■ What is expected
Print the following records again word for word, every line of them.

■ Records for processing

○ ○ ○ ○

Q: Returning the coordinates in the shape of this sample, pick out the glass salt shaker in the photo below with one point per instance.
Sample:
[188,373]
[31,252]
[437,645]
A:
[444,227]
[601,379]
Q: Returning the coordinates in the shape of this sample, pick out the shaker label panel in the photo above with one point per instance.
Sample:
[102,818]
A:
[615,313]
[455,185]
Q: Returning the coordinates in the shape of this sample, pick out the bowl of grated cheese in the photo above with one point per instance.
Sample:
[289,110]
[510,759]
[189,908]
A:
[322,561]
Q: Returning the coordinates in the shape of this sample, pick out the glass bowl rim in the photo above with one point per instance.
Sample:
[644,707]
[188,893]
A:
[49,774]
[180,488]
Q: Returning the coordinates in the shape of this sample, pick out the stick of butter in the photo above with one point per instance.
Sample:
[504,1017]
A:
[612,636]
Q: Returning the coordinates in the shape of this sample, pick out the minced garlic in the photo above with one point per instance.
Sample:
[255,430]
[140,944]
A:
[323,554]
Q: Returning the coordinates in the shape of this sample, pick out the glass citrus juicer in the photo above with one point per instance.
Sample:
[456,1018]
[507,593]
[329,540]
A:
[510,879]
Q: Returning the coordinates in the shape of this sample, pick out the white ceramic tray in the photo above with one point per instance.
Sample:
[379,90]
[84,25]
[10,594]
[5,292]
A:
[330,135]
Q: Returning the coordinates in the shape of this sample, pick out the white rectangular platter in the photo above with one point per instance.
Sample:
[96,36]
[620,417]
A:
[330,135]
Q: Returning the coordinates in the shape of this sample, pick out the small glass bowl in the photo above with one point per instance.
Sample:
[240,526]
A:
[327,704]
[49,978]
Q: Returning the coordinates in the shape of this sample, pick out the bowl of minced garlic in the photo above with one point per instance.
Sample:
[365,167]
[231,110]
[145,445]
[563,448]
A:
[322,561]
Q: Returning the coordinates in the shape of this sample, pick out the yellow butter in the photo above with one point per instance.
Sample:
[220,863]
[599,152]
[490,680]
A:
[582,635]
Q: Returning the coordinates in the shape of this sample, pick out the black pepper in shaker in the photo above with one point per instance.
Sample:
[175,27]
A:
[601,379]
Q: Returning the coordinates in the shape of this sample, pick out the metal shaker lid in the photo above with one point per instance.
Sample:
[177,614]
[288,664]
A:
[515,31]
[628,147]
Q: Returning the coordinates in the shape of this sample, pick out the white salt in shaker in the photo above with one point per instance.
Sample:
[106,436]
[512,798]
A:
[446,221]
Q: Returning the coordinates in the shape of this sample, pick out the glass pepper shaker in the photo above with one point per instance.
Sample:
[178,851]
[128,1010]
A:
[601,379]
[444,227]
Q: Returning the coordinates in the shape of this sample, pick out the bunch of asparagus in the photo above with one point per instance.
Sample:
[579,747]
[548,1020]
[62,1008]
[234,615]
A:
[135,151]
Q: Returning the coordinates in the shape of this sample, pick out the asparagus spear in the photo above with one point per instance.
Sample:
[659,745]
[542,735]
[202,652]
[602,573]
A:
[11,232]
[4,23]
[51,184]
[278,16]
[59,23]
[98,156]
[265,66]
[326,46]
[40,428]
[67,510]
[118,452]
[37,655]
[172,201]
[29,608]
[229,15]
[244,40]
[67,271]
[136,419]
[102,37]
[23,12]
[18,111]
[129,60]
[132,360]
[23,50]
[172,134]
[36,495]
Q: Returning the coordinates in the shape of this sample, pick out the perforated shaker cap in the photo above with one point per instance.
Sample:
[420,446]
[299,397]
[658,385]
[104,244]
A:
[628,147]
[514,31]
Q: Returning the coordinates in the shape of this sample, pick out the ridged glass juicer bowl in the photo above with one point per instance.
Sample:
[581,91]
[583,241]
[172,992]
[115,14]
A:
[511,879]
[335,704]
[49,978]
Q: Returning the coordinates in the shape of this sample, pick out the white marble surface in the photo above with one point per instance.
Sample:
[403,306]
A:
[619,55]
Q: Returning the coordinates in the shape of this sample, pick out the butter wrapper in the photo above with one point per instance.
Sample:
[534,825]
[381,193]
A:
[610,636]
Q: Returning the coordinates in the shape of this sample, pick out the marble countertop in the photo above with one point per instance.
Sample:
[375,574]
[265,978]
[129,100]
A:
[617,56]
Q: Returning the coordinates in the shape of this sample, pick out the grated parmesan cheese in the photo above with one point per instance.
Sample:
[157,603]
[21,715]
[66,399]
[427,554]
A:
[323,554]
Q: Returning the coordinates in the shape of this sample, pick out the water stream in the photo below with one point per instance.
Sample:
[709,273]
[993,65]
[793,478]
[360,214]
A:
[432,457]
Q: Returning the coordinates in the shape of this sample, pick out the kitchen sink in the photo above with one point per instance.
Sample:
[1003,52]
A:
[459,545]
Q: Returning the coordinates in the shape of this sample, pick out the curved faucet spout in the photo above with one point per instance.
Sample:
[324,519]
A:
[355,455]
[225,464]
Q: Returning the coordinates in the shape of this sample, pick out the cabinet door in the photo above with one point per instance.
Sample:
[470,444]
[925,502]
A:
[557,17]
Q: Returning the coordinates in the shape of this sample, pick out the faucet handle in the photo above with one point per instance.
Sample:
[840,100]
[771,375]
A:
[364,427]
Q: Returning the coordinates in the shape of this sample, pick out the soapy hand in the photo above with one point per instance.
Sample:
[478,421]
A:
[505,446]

○ ○ ○ ○

■ Output for this exercise
Q: Returning the coordinates in the shape of this sample, pick out the glass salt shaker in the photo below with one point per instance.
Sample:
[188,373]
[31,252]
[437,645]
A:
[444,227]
[601,379]
Q: Returning the coordinates in the shape of this sample, pick out the shaker label panel in the photo above with one point per instance.
Sample:
[102,818]
A:
[615,313]
[455,185]
Q: Returning the coordinates in the shape of this sample, pick out the bowl of grated cheese in the photo above with one point per instance.
Sample:
[289,110]
[510,759]
[189,908]
A:
[322,561]
Q: Returning the coordinates in the shape of this sample, pick out the glass bowl rim in the photo above with one point per instance.
Sample:
[644,707]
[188,893]
A:
[49,774]
[180,488]
Q: Returning the coordinates in the shape of this sample, pick out the stick of butter in the photo above with one point per instance.
Sample:
[504,1017]
A:
[612,636]
Q: Returning the coordinates in the shape of this sample, pick out the minced garlic in the photo above with one point per instance.
Sample:
[255,430]
[140,944]
A:
[323,554]
Q: Returning the coordinates in the shape of this sample, pick out the glass citrus juicer in the photo above with one point per instance.
Sample:
[456,1018]
[507,593]
[329,540]
A:
[510,879]
Q: Returning the coordinates in the shape of this sample, pick out the white ceramic tray in the photo above with one point per instance.
Sample:
[379,90]
[84,25]
[10,594]
[5,292]
A:
[330,135]
Q: Returning the coordinates in the shape of this sample, pick out the white rectangular platter in the photo above with one point per instance.
Sample:
[96,36]
[620,417]
A:
[330,135]
Q: Returning the coordinates in the shape of this sample, pick out the small glass bowl in the photo above with one point per instance.
Sample:
[240,526]
A:
[327,704]
[49,978]
Q: Returning the coordinates in the shape of this sample, pick out the bowl of minced garlic in the photo above with one point per instance.
Sample:
[365,167]
[231,110]
[145,445]
[563,448]
A:
[322,561]
Q: Returning the coordinates in the shape of this sample, pick out the yellow butter in the photo above with one point per instance.
Sample:
[220,863]
[599,152]
[490,680]
A:
[582,635]
Q: Returning the coordinates in the shape of this sample, pick out the black pepper in shaker in the photo above with one point per instance.
Sample:
[175,27]
A:
[601,379]
Q: Returning the coordinates in the shape of this sample, pick out the metal shaker lid in the photo above with one point per instance.
Sample:
[177,614]
[288,664]
A:
[515,31]
[628,147]
Q: Returning the coordinates in the shape of this sample, pick out the white salt in shaker in the photo above with one point per instance.
Sample:
[106,436]
[512,798]
A:
[446,221]
Q: Returning the coordinates in the shape of this sample, pick out the glass pepper shaker in the photo above with one point per instance.
Sample:
[178,851]
[128,1010]
A:
[601,379]
[444,227]
Q: Returning the coordinates in the shape of this sample, pick out the bunch of asparagus in the photo above with one point per instance.
Sample:
[579,747]
[548,1020]
[62,1008]
[234,615]
A:
[135,151]
Q: Returning the coordinates in the shape of this sample, pick out the asparagus spear in the photo above with one point per instance.
Sample:
[659,745]
[542,735]
[202,652]
[602,573]
A:
[11,232]
[4,23]
[51,184]
[278,16]
[59,23]
[98,156]
[265,66]
[326,46]
[40,428]
[67,510]
[118,452]
[37,655]
[172,201]
[29,608]
[229,15]
[244,40]
[67,271]
[136,419]
[102,37]
[23,12]
[18,111]
[129,60]
[132,360]
[23,50]
[172,134]
[36,495]
Q: Returning the coordinates in the shape of this sample, pick out the perforated shaker cap in the photo above with one point per instance.
Sample:
[420,446]
[299,397]
[658,385]
[104,244]
A:
[628,147]
[514,31]
Q: Returning the coordinates in the shape of this sample, pick out the ridged glass juicer bowl in the photo above with one point per instance.
Sample:
[581,91]
[583,241]
[172,992]
[115,14]
A:
[511,879]
[335,704]
[49,978]
Q: Returning the coordinates in the shape of this sample, pick out the white marble surface in the photo above with one point per instance.
Sample:
[403,306]
A:
[619,55]
Q: Returning the coordinates in the shape of this sample, pick out the butter wrapper in the photo above with one point per instance.
Sample:
[534,825]
[381,193]
A:
[610,636]
Q: Returning the coordinates in the shape of this sample, pick out the marble countertop in the photo above with one point per instance.
Sample:
[375,574]
[265,978]
[129,100]
A:
[617,56]
Q: Returning the coordinates in the shape of this sample, pick out the grated parmesan cheese in the photo above with one point per instance.
Sample:
[157,603]
[21,715]
[66,399]
[427,554]
A:
[323,554]
Q: Returning the coordinates in the shape of this sample, pick out the water stream in the photo below with one point per instance.
Sample:
[709,273]
[993,65]
[793,478]
[360,214]
A:
[432,457]
Q: Returning the coordinates in the shape of this sample, pick out the kitchen sink in the photo above with one point per instance.
Sample:
[1003,52]
A:
[459,545]
Q: Returning the coordinates in the shape of this sample, pick out the curved faucet spout in the photo above with one point per instance.
Sample:
[324,519]
A:
[355,455]
[225,464]
Q: Returning the coordinates in the shape of this sample, pick out the cabinet door in the photo above with one point per instance.
Sample:
[470,444]
[925,502]
A:
[557,17]
Q: Returning the coordinates in the shape of this sample, pick out the faucet handle in the photo above with one point per instance.
Sample:
[840,100]
[771,375]
A:
[364,427]
Q: Returning the coordinates in the shape of this sample, pick out the soapy hand in the photo above with one point per instance.
Sample:
[478,421]
A:
[505,446]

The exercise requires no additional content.